▶ [What is asked]
- a) List each distinct place name that appears in the Christmas 2007 reflection on peace, once each, in order of first appearance.
- b) Duplicate a passage of the Christmas 2007 reflection on peace word for word. Begin at the words "Consider the evidence." and stop after "Afghanistan and Darfur.".

-- Start of Document segment --

According to the text of Luke’s gospel, when the angels appeared to the shepherds in the fields outside Bethlehem, that celestial chorus proclaimed, “Peace on earth and good will to men.” Peace on earth … Those words have such a hopeful sound, but, in the face of the reality of how the world is and has always been, it seems that peace on earth is mythic, at best.
Consider the evidence. On this Christmas Day, 2007, as people around the world celebrate the birth of the one Christians call “The Prince of Peace,” there are wars and rumors of war, as there always has. Turkey has sent troops and has bombed numerous sites in northern Iraq in search of Kurdish rebels. Suicide bombers in Iraq have killed scores, including children. The government of Israel has announced that they will add to the settlements in disputed territories despite the impact this decision may have on projected peace talks with the Palestinians. In Gaza, there are reports of Christians, squeezed between the Hamas authority and the Israeli sanctions, are fleeing, with no thought of ever returning to their homes. This litany of conflict does not address those areas of the world where people are being killed and the world does not really notice – like Afghanistan and Darfur.

-- End of Document segment --
-- Start of Data segment --

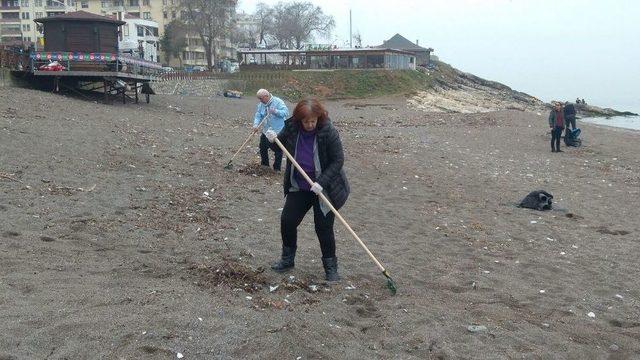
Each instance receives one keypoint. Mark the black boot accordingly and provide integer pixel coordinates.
(331, 269)
(286, 261)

-- End of Data segment --

▶ [Solutions to the exercise]
- a) Bethlehem, Turkey, Iraq, Israel, Gaza, Afghanistan, Darfur

- b)
Consider the evidence. On this Christmas Day, 2007, as people around the world celebrate the birth of the one Christians call “The Prince of Peace,” there are wars and rumors of war, as there always has. Turkey has sent troops and has bombed numerous sites in northern Iraq in search of Kurdish rebels. Suicide bombers in Iraq have killed scores, including children. The government of Israel has announced that they will add to the settlements in disputed territories despite the impact this decision may have on projected peace talks with the Palestinians. In Gaza, there are reports of Christians, squeezed between the Hamas authority and the Israeli sanctions, are fleeing, with no thought of ever returning to their homes. This litany of conflict does not address those areas of the world where people are being killed and the world does not really notice – like Afghanistan and Darfur.